EXERCISE BRIEF
Would you repeat each line below exactly, without the pictures?

Image point grounding data
────────────────────────────────────────
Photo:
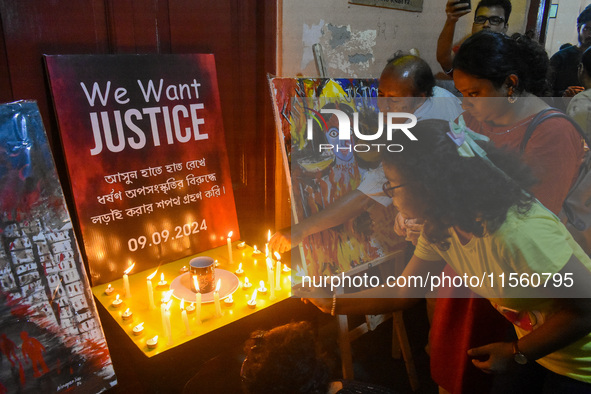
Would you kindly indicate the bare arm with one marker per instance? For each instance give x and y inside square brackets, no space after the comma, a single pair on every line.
[571,322]
[345,208]
[446,37]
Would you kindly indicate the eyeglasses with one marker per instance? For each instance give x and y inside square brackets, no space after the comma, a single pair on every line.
[493,20]
[389,190]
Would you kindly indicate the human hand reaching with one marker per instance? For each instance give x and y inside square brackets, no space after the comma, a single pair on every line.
[493,358]
[455,10]
[410,229]
[283,239]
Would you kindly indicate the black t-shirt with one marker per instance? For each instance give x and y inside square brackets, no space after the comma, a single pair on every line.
[563,69]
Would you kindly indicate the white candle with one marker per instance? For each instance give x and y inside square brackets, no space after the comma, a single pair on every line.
[163,314]
[127,314]
[229,241]
[151,303]
[162,282]
[167,320]
[185,318]
[270,277]
[252,303]
[267,244]
[152,342]
[117,302]
[228,300]
[165,298]
[216,299]
[256,253]
[137,330]
[197,300]
[278,272]
[126,281]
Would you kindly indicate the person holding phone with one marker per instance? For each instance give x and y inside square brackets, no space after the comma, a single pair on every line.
[490,14]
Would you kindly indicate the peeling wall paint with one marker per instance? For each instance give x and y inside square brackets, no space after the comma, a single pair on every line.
[358,40]
[311,34]
[350,52]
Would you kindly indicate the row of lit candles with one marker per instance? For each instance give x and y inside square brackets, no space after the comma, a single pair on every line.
[166,303]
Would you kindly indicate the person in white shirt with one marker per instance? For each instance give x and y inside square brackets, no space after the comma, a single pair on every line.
[409,84]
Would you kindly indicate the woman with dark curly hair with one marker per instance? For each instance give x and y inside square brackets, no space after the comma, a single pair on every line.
[500,79]
[480,220]
[288,359]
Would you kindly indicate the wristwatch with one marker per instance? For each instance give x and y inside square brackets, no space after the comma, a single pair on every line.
[518,356]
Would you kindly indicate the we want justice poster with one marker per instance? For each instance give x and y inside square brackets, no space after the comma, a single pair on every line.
[146,155]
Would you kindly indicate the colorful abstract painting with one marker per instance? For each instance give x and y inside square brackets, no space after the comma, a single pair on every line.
[317,182]
[51,338]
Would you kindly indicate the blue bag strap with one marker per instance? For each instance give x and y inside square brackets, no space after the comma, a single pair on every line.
[546,114]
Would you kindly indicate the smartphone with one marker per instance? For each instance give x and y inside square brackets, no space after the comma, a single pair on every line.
[467,7]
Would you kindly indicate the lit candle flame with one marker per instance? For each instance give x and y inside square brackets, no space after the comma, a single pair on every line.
[127,271]
[254,297]
[153,275]
[166,295]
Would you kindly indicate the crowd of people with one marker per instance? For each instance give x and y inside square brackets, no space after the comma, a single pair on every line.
[474,197]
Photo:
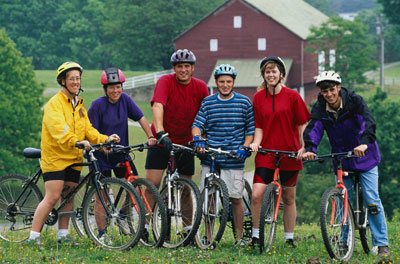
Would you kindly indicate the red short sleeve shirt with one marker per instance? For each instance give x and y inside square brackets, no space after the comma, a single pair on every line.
[181,104]
[280,127]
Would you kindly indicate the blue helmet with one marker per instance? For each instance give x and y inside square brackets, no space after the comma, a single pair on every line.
[225,69]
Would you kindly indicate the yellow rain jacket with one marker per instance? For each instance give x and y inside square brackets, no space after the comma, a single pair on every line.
[62,127]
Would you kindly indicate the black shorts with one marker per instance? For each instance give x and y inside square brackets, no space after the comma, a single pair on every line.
[265,175]
[120,171]
[157,159]
[68,174]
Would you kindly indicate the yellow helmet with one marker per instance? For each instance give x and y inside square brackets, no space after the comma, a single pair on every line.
[65,67]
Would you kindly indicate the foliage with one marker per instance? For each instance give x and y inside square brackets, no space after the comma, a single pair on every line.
[100,33]
[353,48]
[392,10]
[20,119]
[387,117]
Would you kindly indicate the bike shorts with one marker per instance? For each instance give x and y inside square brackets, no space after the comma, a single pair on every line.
[265,175]
[157,159]
[67,174]
[119,172]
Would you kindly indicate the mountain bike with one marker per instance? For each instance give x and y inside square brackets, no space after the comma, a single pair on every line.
[182,199]
[271,202]
[20,196]
[338,219]
[215,204]
[154,222]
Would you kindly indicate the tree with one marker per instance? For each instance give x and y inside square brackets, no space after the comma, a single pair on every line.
[20,104]
[353,48]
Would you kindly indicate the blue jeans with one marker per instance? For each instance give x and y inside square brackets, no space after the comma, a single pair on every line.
[369,185]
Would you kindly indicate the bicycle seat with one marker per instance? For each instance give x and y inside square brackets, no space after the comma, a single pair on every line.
[32,153]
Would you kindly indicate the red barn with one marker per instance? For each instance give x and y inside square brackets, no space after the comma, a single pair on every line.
[242,32]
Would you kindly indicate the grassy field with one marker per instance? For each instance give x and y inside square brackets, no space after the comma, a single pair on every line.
[310,249]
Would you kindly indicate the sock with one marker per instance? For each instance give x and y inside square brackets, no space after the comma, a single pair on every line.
[34,235]
[288,235]
[62,233]
[187,228]
[255,232]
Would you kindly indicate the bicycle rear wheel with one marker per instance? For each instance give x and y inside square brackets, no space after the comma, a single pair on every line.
[16,216]
[183,218]
[338,236]
[154,221]
[267,223]
[77,216]
[214,214]
[123,227]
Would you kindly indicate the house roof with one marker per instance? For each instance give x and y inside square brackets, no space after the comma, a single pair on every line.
[248,71]
[295,15]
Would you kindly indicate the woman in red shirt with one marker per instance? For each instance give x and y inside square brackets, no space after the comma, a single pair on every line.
[280,117]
────────────────────────────────────────
RESPONSE TO THIS TASK
Photo:
Would you kindly indicate the bare arm with one marker per instance? For each instance give x and y inside square brackets, no space after the comma, a single pair on every line.
[571,322]
[345,208]
[446,37]
Would you kindly indicate the eyeglasses with one marker per instance? For each instance give x and y inside square brackets, no space after the comma, a single pair on every line.
[493,20]
[389,190]
Would you kindly indicate the human hand reaching with one marker per instance? For each instance give x and y inside square brackets, no space after the comma, a single pair on every line.
[493,358]
[455,10]
[410,229]
[283,239]
Would you kindly indicate the black t-shirt with one marker per instance? For each instance give x and y inside square brackets, no space after the comma, a single pair on every line.
[563,69]
Would you kindly indicate the white candle with one marker per instance? For each instance give x and y inside square brackets, no space after the comma, a single pair on every line.
[163,314]
[127,314]
[229,241]
[151,303]
[162,282]
[167,320]
[185,318]
[270,277]
[252,303]
[267,244]
[152,342]
[117,302]
[228,300]
[165,298]
[216,299]
[256,253]
[137,330]
[197,300]
[278,272]
[126,281]
Would you kindly indicate the person holding phone with one marker per instance? For each instance give x and y inside square brackets, no space after the comma, a single pair on every line.
[490,14]
Would you kindly indicate the peeling wall paint with one marker per instance? For each instance give x and y inside square brackets, no space after the comma, a single pair on every line.
[358,40]
[311,34]
[350,52]
Would you kindly indicate the row of lit candles with one marker per instance? For each instance give x and y inside square brackets, no space after the comma, a single pair on every line.
[166,303]
Would you kindly indicate the person in white shirt with one marker per instance? For each instance give x and y inside square brackets, no space after the comma, a single pair on every line.
[409,84]
Would you kindly indicate the woman with dark curly hair with one marker per instance? For each instance give x and y inside square brackets, no space after the comma, a single pair on every line.
[500,79]
[480,220]
[288,359]
Would you kindly indicate the wristwatch with one marker per instance? For each instance give x and y inside square brackets, no space after the comma, a single pair on every line.
[518,356]
Would you kindly indicate the we want justice poster with one marker per instance? For each instance give x and y inside square brackets, no space after the comma, a single pair on every line.
[146,155]
Would you kindly indicate the colorful abstract painting with one marker per instance? For each instance give x and y inside square brackets, no space after the comma, a single pair on every line.
[317,182]
[51,338]
Would you kindly indicate the blue bag strap with one marker per instance? For each instance give x and y inside square brackets, no space after the comma, a single pair on every line.
[546,114]
Would you kindly indicate the smartphone with one marker per instance? For each instance give x and y inside square brackets, no space after the comma, a single pair on every line.
[467,7]
Would you kindly indicate the lit candle flame with one marker per instance? For each instance give x and y inside square brackets, no space after the comma, a single pair on every line.
[127,271]
[254,297]
[153,275]
[166,295]
Would you kindly indicate the crowd of people with one marker per instance? For each instance give x and y inside square brackets, no space after the comma, a single pair on every line.
[474,197]
Photo:
Would you kindly indicate the red short sleeve shirt with one marker per instance? For each instance give x and y inside square brackets, no space after the comma, a single pair on every line.
[181,104]
[280,127]
Would you kindly indicate the blue helmet with one marker per instance? For each instance give x and y inside square brackets, no space after the comma, a single pair on every line.
[225,69]
Would you kindly indicate the yellow rain jacket with one marker per instance? For each instance give x and y inside square brackets, no space after the comma, a single pair on every line.
[62,127]
Would you kindly indicate the black shorts with one marker per instance? For each instance give x and y inside square brackets, no space after the comma, a single pair on every line.
[265,175]
[120,171]
[157,159]
[68,174]
Would you kindly indicate the yellow helmet with one marker per instance? For each instance give x and y inside square brackets, no space after the comma, a single pair on every line.
[65,67]
Would you kindly indicate the foliage with one marker per instance? For each instance give x and y inside square brackets, no space after the comma, a single pair on every line.
[100,33]
[353,48]
[392,10]
[20,119]
[387,117]
Would you kindly indicate the bike shorts with one marker per instance? For each instance give x and y inside square brackets, no space after the comma, a single pair on every line.
[265,175]
[157,159]
[67,174]
[119,172]
Would you kindly indicate the mountain bike with one marker per instance? For each instance give x and y inside square brackets, no space after the comma, a single pair on every line.
[182,199]
[271,202]
[20,196]
[338,219]
[215,204]
[154,222]
Would you kindly indicate the tree with one marker per instance? For each instance give x and y inside square brackets, no space after the comma, a single pair on every line.
[20,104]
[353,48]
Would you kindly indicate the blue jeans with one marker per instance? For each instance give x and y inside square brackets, no space after the comma, a single pair on every line.
[369,185]
Would you kindly indicate the bicycle seat with one marker per instance? For each instance give x and y inside square brackets, no space after the comma, a single pair on every line.
[32,153]
Would you kindly indicate the red barn with one marker per instance? For each instance give x and y inside square brackets, no space after the comma, a single pair on every line.
[242,32]
Would you kindly indicate the grassy field with one marker per instance? For each instance give x and y inside square brackets, no space after the comma, a single pair on every line.
[310,249]
Would you kindly indicate the sock with one marker per instance? For each instance give x and y inside square brackets, no space after the comma, a single pair on every line.
[34,235]
[288,235]
[62,233]
[187,228]
[255,232]
Would you kindly indicate the bicycle rear wheel with one marker per instance? For each instance give x and y inside square brackets, no space after the comma, a single pair on every line.
[16,216]
[183,218]
[338,236]
[154,221]
[267,223]
[77,216]
[214,214]
[123,227]
Would you kindly indicate the house roof with one marker per instance? For each instance give x and y inside square brackets, no space after the comma, a single pair on every line.
[248,71]
[295,15]
Would you kindly indicate the woman in red shirt with one marker per instance? For each instance give x and y inside square brackets, no space after the comma, a single pair on every line.
[280,117]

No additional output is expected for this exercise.